WHAT YOU WILL DO:
Rewrite all of the records below, requests included, and shift every x and y coordinate in the answer points by -103 while keeping the sample points in the requests unchanged. Leave the pictures out of your answer.

DATASET ENTRIES:
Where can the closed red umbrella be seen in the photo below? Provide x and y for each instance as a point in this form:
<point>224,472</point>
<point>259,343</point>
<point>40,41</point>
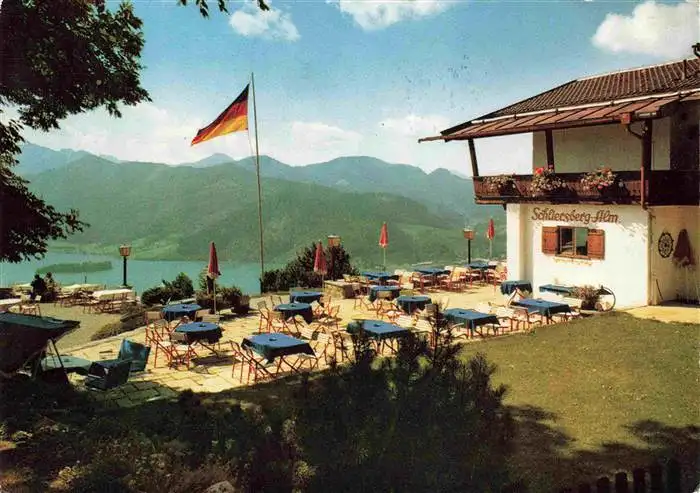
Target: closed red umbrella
<point>213,268</point>
<point>320,260</point>
<point>490,233</point>
<point>384,240</point>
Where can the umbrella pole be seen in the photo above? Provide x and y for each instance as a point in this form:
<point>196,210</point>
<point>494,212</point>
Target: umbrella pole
<point>214,283</point>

TASK RESPONSE:
Where can the closed red umbrella be seen in the photo below? Provide x and y for each instance as a point in this form:
<point>224,472</point>
<point>259,343</point>
<point>40,41</point>
Target: closed red umbrella
<point>110,165</point>
<point>217,157</point>
<point>387,130</point>
<point>281,137</point>
Where can the umbrella pole be seen in the photo above? Provide x and y for each instance as a point in this form:
<point>196,210</point>
<point>494,212</point>
Target: umbrella pole
<point>111,180</point>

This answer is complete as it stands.